• [WHAT YOU HAVE TO DO]:
Count the lines below that contain the string "white", treating uppercase and lowercase as different, and reply with only that number.

Start MATERIALS PROVIDED

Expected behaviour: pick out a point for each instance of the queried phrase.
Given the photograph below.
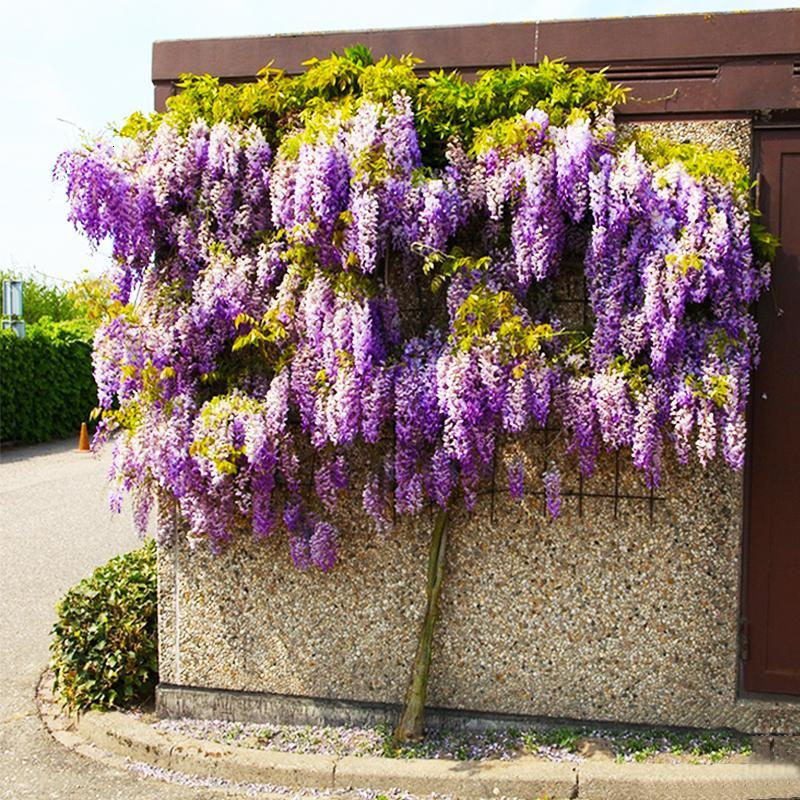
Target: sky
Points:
(72, 67)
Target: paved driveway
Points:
(55, 527)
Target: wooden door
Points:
(772, 516)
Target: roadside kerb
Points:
(126, 736)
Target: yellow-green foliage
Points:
(105, 647)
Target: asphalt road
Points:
(55, 527)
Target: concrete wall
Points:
(624, 609)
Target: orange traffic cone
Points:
(83, 441)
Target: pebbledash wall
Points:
(625, 609)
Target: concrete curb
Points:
(116, 739)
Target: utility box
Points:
(13, 307)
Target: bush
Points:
(47, 387)
(105, 645)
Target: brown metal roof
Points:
(691, 64)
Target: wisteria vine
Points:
(273, 340)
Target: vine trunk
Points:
(412, 721)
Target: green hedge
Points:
(46, 383)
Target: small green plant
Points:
(104, 648)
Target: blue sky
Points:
(78, 65)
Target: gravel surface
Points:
(554, 744)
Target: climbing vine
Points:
(270, 232)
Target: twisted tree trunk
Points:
(411, 725)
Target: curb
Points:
(116, 739)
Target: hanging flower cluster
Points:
(320, 291)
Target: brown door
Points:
(772, 577)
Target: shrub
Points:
(105, 641)
(47, 387)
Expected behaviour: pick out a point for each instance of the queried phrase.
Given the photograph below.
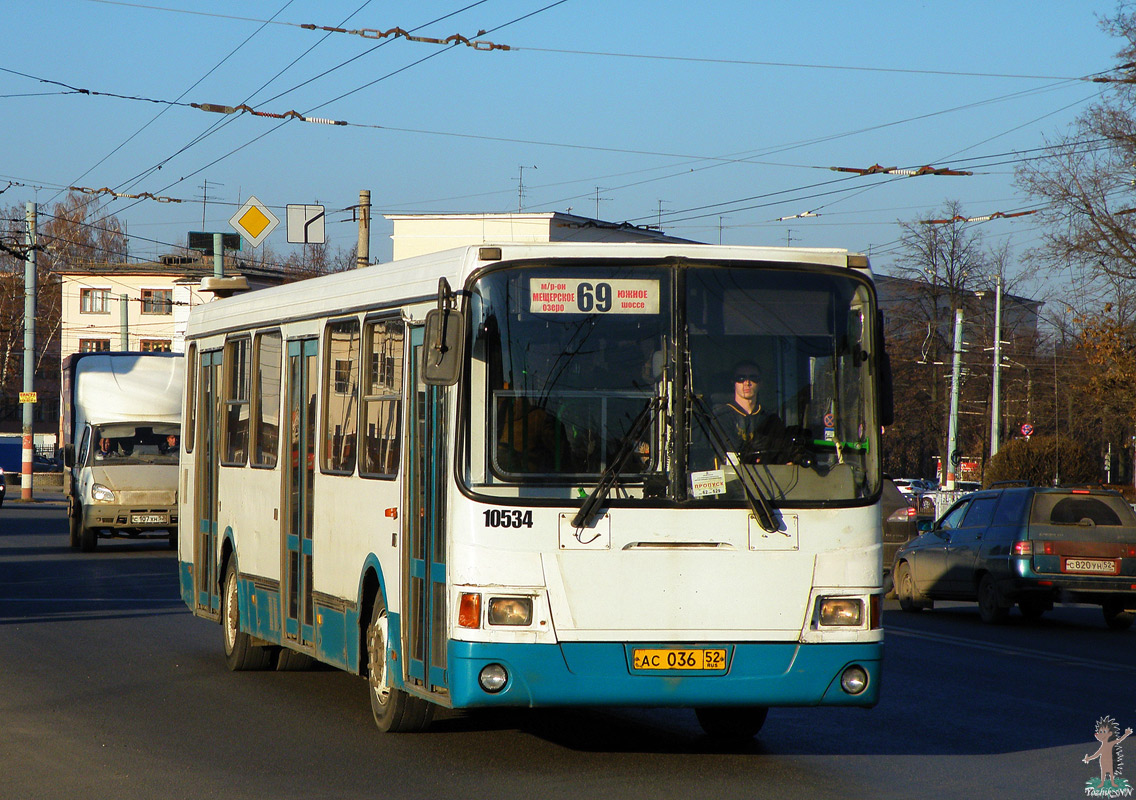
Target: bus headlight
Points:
(493, 677)
(840, 611)
(510, 611)
(854, 680)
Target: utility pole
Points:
(28, 442)
(952, 430)
(996, 389)
(124, 322)
(362, 253)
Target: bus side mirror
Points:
(442, 344)
(886, 384)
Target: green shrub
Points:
(1040, 458)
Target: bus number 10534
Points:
(507, 517)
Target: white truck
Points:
(120, 430)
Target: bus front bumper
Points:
(601, 674)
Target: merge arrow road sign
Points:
(255, 222)
(306, 224)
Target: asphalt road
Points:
(110, 689)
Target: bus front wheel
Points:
(240, 651)
(732, 722)
(394, 710)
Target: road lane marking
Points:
(1008, 650)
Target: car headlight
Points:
(840, 611)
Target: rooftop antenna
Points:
(598, 199)
(520, 188)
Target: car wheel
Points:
(240, 652)
(910, 600)
(1033, 608)
(1117, 617)
(992, 607)
(732, 722)
(394, 710)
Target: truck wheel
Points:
(88, 536)
(240, 651)
(74, 524)
(394, 710)
(1117, 617)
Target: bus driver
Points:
(759, 435)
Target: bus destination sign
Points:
(573, 296)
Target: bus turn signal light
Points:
(469, 610)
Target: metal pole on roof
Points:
(28, 440)
(124, 322)
(362, 253)
(218, 255)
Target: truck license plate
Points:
(1091, 565)
(670, 658)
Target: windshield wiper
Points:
(608, 477)
(754, 497)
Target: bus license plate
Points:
(669, 658)
(1091, 565)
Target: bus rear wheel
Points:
(732, 722)
(394, 710)
(240, 652)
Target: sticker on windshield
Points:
(573, 296)
(708, 482)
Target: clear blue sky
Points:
(713, 118)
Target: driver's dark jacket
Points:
(759, 433)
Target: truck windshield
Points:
(756, 372)
(127, 443)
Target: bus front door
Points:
(424, 598)
(300, 449)
(207, 589)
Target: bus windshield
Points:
(695, 384)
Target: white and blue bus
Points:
(509, 475)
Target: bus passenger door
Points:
(207, 590)
(300, 450)
(424, 605)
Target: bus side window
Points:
(382, 398)
(236, 401)
(341, 388)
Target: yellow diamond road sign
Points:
(253, 222)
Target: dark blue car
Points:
(1027, 546)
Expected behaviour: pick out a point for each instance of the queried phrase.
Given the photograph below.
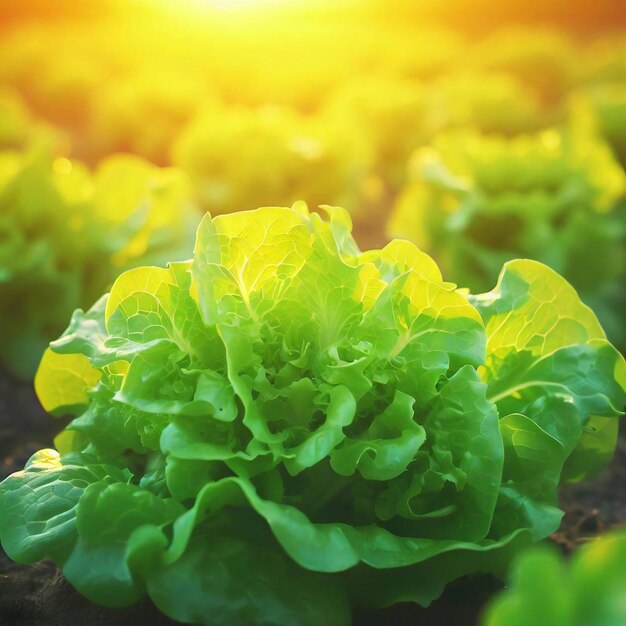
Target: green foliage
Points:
(588, 591)
(285, 426)
(477, 200)
(66, 233)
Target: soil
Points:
(38, 595)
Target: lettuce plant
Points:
(588, 591)
(66, 233)
(477, 200)
(285, 427)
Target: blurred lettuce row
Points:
(395, 116)
(477, 200)
(66, 233)
(20, 129)
(590, 590)
(167, 99)
(238, 158)
(286, 427)
(543, 59)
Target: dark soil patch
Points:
(38, 595)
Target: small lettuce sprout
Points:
(590, 590)
(66, 233)
(285, 427)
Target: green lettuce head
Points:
(478, 200)
(286, 427)
(589, 591)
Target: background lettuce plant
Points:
(285, 427)
(588, 591)
(477, 200)
(66, 233)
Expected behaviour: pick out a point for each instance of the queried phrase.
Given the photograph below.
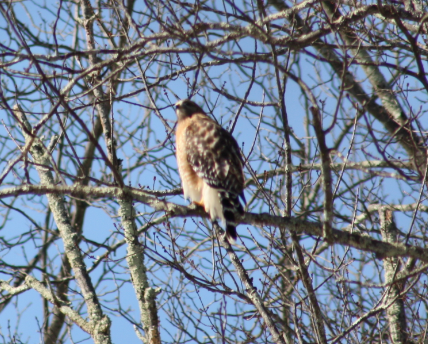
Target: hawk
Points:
(209, 164)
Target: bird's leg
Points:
(200, 203)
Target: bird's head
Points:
(186, 108)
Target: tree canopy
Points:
(328, 103)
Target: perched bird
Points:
(210, 165)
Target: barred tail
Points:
(232, 210)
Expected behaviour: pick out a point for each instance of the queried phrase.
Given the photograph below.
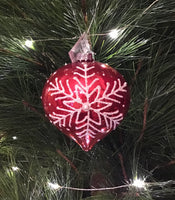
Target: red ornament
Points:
(86, 101)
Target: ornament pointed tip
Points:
(81, 51)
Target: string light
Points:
(29, 44)
(139, 183)
(14, 138)
(115, 33)
(14, 168)
(53, 186)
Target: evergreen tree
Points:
(35, 38)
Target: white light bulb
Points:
(54, 186)
(14, 168)
(29, 44)
(115, 33)
(138, 183)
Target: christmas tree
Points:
(135, 161)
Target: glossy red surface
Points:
(86, 101)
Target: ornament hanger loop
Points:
(81, 51)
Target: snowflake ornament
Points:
(86, 100)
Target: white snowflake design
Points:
(87, 126)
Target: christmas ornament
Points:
(86, 99)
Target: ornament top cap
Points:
(81, 51)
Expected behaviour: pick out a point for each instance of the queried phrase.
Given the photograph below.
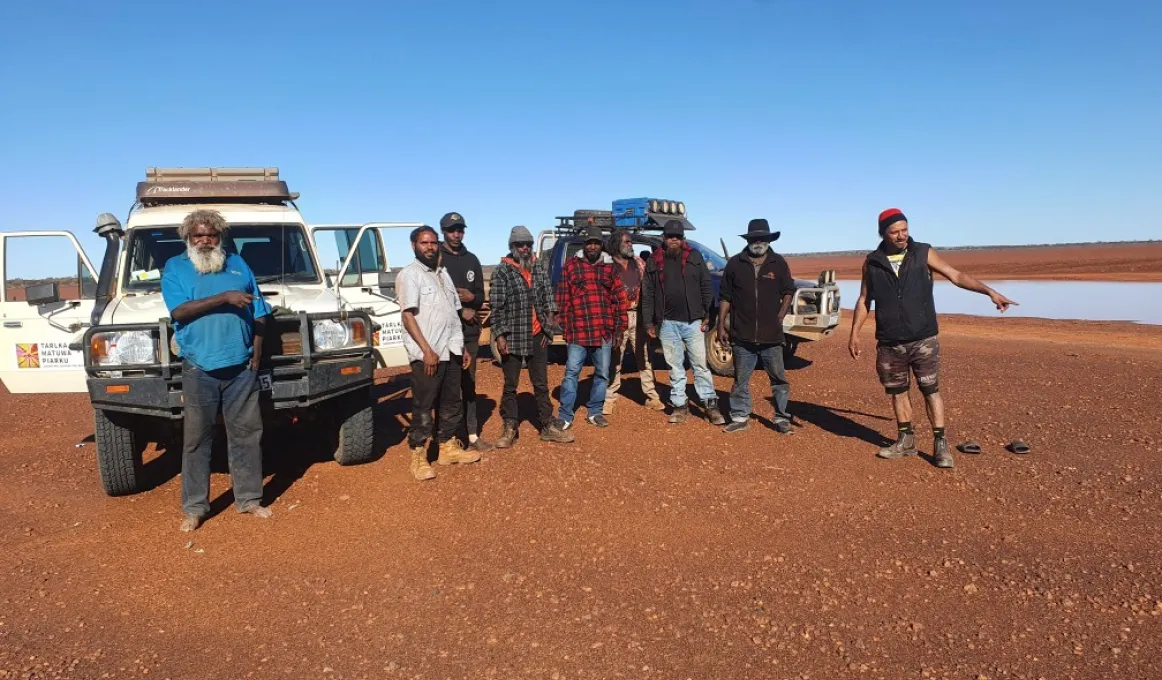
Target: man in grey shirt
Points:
(431, 315)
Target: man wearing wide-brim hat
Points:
(754, 295)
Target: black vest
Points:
(904, 308)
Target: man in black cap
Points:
(754, 295)
(897, 277)
(675, 308)
(468, 278)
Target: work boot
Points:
(905, 445)
(738, 426)
(421, 469)
(941, 453)
(508, 437)
(554, 431)
(712, 414)
(452, 452)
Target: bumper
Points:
(289, 387)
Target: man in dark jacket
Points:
(675, 301)
(897, 277)
(468, 278)
(754, 295)
(524, 320)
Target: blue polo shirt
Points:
(226, 336)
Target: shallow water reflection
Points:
(1084, 300)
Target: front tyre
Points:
(119, 452)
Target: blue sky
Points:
(988, 122)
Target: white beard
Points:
(207, 262)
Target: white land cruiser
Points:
(110, 334)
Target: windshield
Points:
(274, 252)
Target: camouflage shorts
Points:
(897, 363)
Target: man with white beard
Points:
(755, 294)
(219, 316)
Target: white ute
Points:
(113, 338)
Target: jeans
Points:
(746, 357)
(681, 341)
(468, 386)
(425, 388)
(538, 374)
(576, 357)
(235, 391)
(637, 342)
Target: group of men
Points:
(608, 302)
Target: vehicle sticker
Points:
(48, 355)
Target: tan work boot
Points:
(508, 437)
(452, 452)
(421, 469)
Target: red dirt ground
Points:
(1087, 263)
(642, 551)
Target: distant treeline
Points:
(942, 248)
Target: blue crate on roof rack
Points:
(645, 210)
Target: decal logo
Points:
(28, 356)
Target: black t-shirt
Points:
(678, 308)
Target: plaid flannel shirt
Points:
(592, 301)
(511, 302)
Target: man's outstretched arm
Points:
(962, 280)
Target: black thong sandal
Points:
(1018, 446)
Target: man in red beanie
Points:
(897, 277)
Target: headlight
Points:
(126, 348)
(331, 334)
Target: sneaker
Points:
(597, 420)
(714, 415)
(738, 427)
(905, 445)
(941, 453)
(257, 510)
(189, 523)
(554, 431)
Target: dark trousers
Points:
(235, 391)
(445, 385)
(538, 374)
(468, 386)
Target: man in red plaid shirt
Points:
(592, 308)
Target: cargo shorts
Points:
(896, 364)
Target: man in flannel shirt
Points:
(523, 317)
(593, 313)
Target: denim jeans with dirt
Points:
(682, 341)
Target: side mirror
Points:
(43, 293)
(387, 283)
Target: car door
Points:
(48, 298)
(357, 279)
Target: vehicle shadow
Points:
(832, 420)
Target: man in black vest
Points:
(754, 296)
(897, 277)
(468, 279)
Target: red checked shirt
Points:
(592, 301)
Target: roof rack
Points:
(213, 185)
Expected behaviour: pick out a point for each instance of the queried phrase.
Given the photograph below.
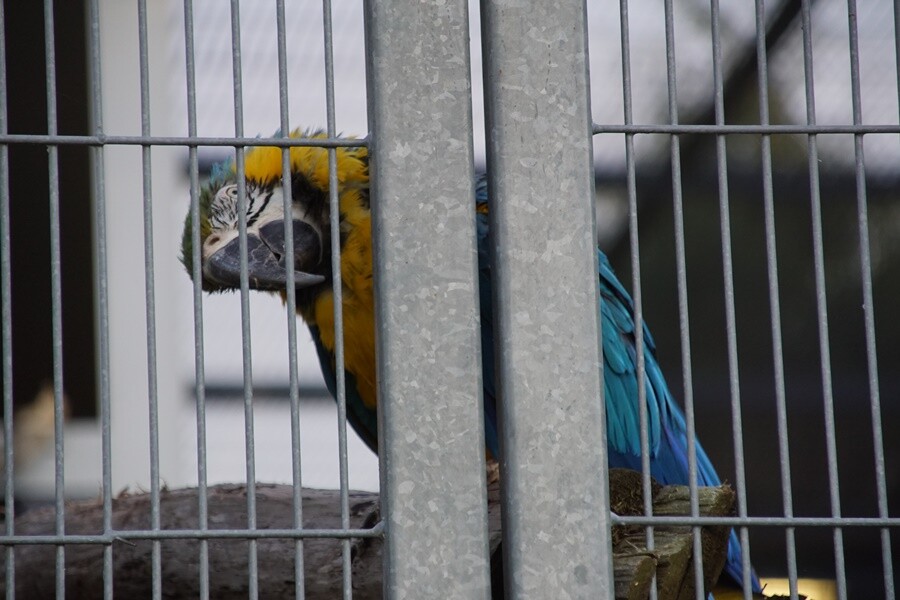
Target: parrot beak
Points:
(266, 263)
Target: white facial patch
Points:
(264, 205)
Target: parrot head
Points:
(264, 209)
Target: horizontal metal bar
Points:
(667, 521)
(192, 534)
(746, 129)
(149, 140)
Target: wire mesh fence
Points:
(744, 161)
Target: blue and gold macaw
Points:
(315, 301)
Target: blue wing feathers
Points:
(667, 431)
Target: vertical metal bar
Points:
(636, 275)
(250, 449)
(150, 299)
(730, 318)
(338, 298)
(681, 265)
(821, 300)
(55, 297)
(868, 301)
(431, 423)
(542, 227)
(291, 301)
(101, 299)
(197, 277)
(6, 328)
(775, 313)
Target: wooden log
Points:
(634, 564)
(228, 559)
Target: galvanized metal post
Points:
(429, 359)
(556, 505)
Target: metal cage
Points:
(721, 168)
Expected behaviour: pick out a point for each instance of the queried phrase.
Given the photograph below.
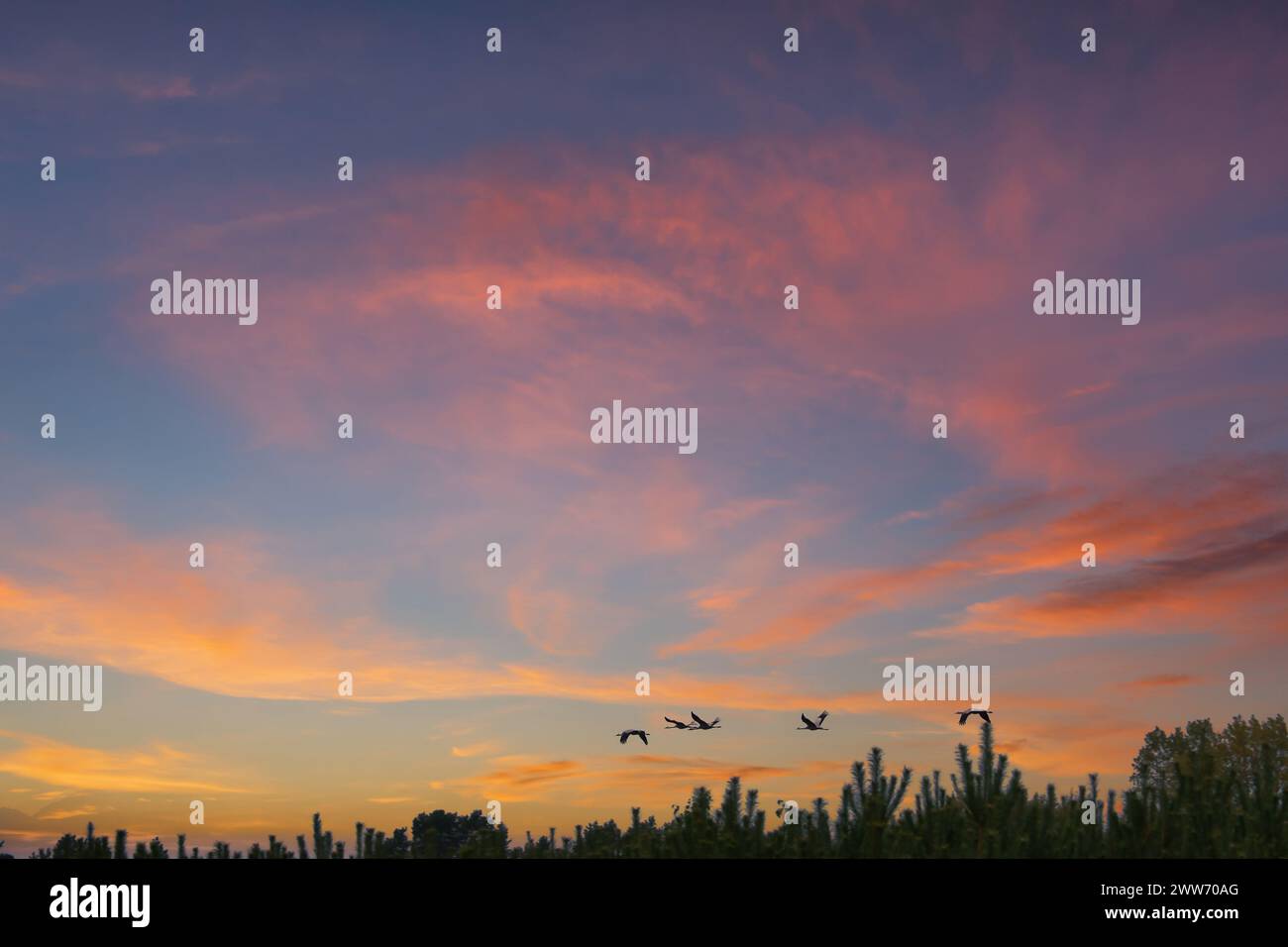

End MATERIALS PROVIDED

• [COMPLETED TASK]:
9